Can you collect every line below that contains the word "building"? Matching is case-sensitive.

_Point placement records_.
====

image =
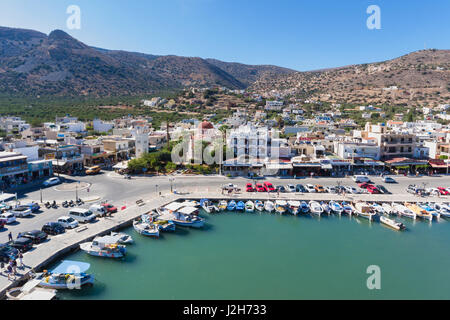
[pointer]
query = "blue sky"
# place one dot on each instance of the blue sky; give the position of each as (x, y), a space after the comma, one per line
(298, 34)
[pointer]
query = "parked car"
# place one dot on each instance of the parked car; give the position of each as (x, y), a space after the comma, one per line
(269, 187)
(109, 208)
(260, 188)
(319, 188)
(349, 189)
(8, 217)
(360, 178)
(7, 252)
(51, 182)
(22, 244)
(53, 228)
(290, 188)
(21, 211)
(93, 170)
(36, 236)
(82, 215)
(372, 189)
(387, 179)
(382, 189)
(443, 191)
(68, 222)
(331, 189)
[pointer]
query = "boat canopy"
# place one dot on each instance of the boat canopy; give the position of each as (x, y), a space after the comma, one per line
(74, 267)
(174, 206)
(187, 210)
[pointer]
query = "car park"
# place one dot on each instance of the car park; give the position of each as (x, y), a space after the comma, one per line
(53, 228)
(21, 211)
(8, 217)
(387, 179)
(319, 188)
(269, 187)
(22, 244)
(51, 182)
(290, 188)
(82, 215)
(36, 236)
(68, 222)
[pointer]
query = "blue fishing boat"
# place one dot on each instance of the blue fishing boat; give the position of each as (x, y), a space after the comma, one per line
(231, 205)
(240, 206)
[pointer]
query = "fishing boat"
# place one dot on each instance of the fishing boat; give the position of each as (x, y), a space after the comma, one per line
(420, 212)
(67, 275)
(122, 238)
(240, 206)
(269, 206)
(223, 205)
(387, 208)
(280, 206)
(325, 207)
(259, 205)
(144, 226)
(304, 207)
(104, 247)
(165, 225)
(315, 208)
(364, 210)
(231, 206)
(183, 219)
(336, 207)
(347, 208)
(429, 209)
(392, 223)
(249, 206)
(403, 211)
(293, 207)
(207, 205)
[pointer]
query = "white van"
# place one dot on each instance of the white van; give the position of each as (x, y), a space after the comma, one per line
(361, 179)
(98, 210)
(82, 215)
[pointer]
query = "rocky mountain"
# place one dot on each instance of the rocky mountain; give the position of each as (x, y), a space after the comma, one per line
(417, 79)
(32, 63)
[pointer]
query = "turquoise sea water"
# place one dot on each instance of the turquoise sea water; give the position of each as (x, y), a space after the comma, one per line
(267, 256)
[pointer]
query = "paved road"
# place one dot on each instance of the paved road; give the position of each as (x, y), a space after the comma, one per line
(121, 192)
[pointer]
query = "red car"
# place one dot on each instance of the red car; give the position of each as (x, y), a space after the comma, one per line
(109, 208)
(269, 187)
(372, 189)
(249, 188)
(260, 188)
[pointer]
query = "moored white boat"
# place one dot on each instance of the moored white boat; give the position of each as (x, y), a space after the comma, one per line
(102, 247)
(249, 206)
(269, 206)
(392, 223)
(315, 208)
(293, 207)
(259, 205)
(280, 206)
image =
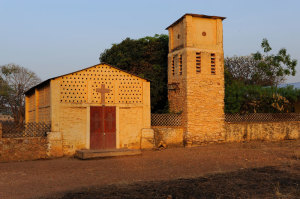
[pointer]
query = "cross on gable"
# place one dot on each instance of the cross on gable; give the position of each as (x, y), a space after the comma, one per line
(102, 91)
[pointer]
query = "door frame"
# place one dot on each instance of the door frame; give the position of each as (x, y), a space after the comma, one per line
(88, 123)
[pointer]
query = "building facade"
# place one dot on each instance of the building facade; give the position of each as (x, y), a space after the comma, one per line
(196, 76)
(100, 107)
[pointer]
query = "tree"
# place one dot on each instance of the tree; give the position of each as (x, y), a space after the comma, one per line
(262, 68)
(251, 82)
(15, 80)
(146, 57)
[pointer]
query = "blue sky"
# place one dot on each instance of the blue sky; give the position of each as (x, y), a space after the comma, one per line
(60, 36)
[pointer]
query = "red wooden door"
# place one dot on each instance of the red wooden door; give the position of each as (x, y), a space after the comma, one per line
(103, 127)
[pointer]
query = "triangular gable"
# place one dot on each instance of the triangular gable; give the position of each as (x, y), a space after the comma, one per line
(84, 86)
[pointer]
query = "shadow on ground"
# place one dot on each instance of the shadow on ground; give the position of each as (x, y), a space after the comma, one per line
(266, 182)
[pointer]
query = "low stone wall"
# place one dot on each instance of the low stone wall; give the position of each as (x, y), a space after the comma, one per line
(268, 131)
(20, 149)
(168, 136)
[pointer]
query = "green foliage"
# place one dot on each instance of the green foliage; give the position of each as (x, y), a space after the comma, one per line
(262, 69)
(14, 81)
(274, 68)
(241, 98)
(251, 82)
(146, 57)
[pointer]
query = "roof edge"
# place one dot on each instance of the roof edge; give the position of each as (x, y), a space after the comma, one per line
(195, 15)
(102, 63)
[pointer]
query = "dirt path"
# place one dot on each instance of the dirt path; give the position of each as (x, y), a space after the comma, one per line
(45, 178)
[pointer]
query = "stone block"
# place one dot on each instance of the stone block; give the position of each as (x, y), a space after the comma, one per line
(147, 138)
(54, 146)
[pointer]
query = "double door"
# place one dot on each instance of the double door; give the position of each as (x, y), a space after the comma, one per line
(103, 127)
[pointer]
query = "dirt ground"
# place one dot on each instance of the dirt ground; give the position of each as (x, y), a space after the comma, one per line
(236, 170)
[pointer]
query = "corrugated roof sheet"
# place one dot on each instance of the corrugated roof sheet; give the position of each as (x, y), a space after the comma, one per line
(195, 15)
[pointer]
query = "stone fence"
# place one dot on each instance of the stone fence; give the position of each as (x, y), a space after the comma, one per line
(30, 148)
(267, 131)
(237, 128)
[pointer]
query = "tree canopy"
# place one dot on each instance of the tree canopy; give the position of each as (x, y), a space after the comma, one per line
(251, 82)
(14, 81)
(146, 57)
(262, 69)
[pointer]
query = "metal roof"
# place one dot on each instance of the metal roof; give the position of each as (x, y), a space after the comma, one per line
(195, 15)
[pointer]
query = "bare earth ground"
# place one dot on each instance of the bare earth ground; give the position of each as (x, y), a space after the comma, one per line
(236, 170)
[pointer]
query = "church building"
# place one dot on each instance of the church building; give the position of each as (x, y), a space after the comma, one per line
(196, 76)
(99, 107)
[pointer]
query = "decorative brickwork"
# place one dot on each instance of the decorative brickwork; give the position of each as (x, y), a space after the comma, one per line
(200, 95)
(81, 87)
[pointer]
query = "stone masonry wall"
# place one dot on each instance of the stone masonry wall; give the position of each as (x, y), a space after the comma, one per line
(168, 136)
(268, 131)
(20, 149)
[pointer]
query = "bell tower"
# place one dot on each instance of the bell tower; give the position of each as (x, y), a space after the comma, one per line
(196, 76)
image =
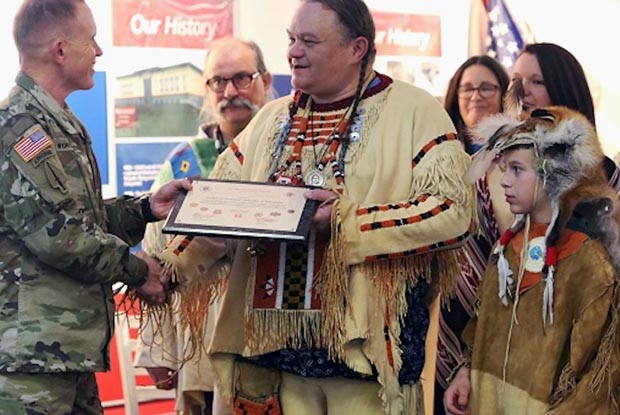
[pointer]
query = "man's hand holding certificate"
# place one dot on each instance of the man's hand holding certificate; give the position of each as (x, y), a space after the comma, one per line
(243, 210)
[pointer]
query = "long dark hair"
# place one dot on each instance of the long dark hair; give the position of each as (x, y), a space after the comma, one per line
(564, 77)
(451, 100)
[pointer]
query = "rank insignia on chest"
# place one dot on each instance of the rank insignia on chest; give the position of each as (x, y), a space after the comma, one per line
(33, 142)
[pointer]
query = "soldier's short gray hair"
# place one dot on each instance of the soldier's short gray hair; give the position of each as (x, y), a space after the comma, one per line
(36, 18)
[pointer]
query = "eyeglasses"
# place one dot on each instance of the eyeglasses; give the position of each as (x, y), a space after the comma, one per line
(485, 90)
(241, 80)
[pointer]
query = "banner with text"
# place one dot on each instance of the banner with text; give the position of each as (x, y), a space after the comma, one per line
(407, 34)
(171, 23)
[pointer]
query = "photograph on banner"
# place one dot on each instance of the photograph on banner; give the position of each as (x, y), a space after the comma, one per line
(138, 164)
(160, 44)
(416, 43)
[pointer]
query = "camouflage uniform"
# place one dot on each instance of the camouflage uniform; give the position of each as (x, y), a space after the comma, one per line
(61, 245)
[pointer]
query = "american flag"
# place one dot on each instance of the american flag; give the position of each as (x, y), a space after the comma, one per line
(504, 39)
(32, 144)
(495, 32)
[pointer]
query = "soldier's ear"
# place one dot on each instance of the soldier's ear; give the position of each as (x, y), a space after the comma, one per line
(267, 81)
(57, 50)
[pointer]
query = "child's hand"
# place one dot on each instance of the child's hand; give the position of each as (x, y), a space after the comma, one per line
(456, 398)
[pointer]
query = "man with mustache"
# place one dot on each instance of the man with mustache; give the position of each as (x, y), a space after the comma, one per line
(62, 246)
(237, 85)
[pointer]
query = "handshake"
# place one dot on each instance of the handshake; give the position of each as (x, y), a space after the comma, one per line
(156, 287)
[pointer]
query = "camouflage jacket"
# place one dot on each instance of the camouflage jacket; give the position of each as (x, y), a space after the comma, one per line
(61, 245)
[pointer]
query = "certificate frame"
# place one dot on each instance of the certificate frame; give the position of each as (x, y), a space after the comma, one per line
(234, 209)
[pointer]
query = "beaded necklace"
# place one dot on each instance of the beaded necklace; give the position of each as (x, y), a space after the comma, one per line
(316, 176)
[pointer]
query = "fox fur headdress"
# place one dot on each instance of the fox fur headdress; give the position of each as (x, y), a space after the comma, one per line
(569, 161)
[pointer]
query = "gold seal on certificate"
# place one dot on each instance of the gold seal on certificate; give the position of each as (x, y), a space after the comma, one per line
(315, 178)
(235, 209)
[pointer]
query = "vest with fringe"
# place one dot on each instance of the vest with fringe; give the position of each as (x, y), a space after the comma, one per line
(575, 359)
(403, 209)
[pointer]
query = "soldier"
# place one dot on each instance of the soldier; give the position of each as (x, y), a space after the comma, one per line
(61, 245)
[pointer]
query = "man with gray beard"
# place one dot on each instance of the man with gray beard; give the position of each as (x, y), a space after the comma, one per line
(237, 85)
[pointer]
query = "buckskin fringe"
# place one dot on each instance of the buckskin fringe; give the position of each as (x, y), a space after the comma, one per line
(606, 367)
(192, 300)
(333, 280)
(566, 384)
(434, 175)
(323, 328)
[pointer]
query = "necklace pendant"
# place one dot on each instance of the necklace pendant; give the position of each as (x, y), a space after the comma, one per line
(315, 178)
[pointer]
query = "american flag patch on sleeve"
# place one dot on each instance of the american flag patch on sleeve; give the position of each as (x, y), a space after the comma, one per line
(34, 142)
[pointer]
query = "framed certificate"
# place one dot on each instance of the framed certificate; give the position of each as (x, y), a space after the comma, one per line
(242, 210)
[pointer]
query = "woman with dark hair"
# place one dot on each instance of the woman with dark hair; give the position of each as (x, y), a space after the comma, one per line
(475, 91)
(551, 75)
(548, 75)
(481, 74)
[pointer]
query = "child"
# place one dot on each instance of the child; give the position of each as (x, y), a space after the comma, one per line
(550, 346)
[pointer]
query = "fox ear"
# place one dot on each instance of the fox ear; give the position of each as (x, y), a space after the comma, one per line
(543, 113)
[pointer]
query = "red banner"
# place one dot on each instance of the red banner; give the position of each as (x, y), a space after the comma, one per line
(171, 23)
(407, 34)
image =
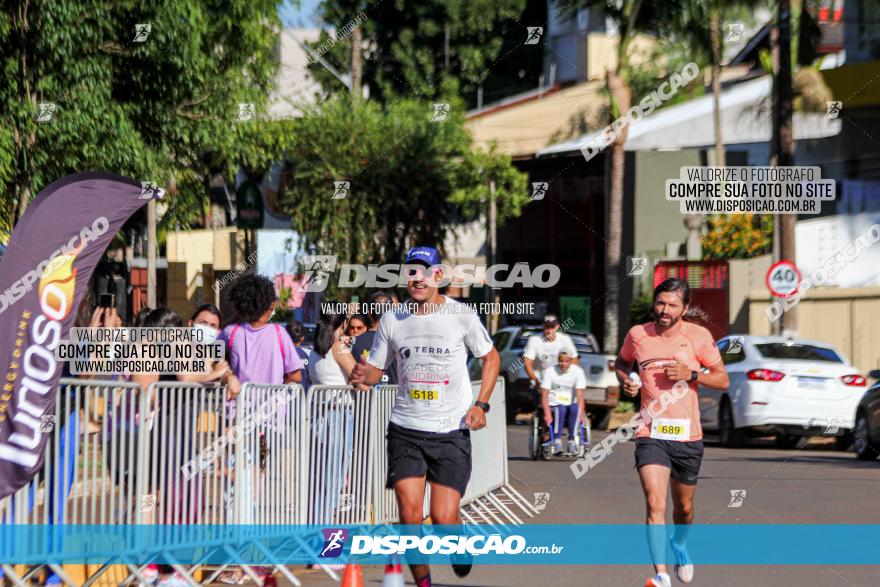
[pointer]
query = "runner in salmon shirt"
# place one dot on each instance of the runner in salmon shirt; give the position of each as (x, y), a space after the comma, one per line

====

_TASK RESPONSE_.
query = "building facade"
# place one dot on each instance of the building facade; give the position of each as (x, y), a space after the comma, one per line
query = "church building"
# place one dot on each instance of the church building; give the position of each as (x, y), a space after the comma, one per line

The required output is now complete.